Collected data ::
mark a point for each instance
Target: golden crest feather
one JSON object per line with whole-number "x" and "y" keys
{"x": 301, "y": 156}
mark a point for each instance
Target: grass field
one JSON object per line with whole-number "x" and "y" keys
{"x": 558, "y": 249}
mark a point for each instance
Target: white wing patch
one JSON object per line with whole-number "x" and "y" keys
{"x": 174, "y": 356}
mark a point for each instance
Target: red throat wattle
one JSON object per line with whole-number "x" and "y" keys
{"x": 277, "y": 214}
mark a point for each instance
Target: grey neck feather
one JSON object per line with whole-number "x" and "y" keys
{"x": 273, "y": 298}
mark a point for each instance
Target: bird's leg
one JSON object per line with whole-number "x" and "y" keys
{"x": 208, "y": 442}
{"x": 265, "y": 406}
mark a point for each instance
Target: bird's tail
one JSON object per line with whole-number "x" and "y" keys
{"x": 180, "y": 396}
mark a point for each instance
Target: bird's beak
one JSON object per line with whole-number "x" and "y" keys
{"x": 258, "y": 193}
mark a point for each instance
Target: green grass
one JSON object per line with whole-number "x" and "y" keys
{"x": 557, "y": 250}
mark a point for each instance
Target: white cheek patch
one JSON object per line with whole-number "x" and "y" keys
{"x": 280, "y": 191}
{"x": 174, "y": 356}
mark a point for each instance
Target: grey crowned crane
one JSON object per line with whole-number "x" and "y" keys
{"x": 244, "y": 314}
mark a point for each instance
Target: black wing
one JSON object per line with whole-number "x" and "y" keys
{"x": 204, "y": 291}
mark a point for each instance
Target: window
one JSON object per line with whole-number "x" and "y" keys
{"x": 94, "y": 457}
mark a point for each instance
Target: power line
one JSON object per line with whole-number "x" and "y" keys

Assignment :: An exact copy of the line containing "Target: power line" and all lines after it, through the last line of the entries, is the required answer.

Solution to the problem ::
Target: power line
one JSON object per line with whole-number "x" and "y" keys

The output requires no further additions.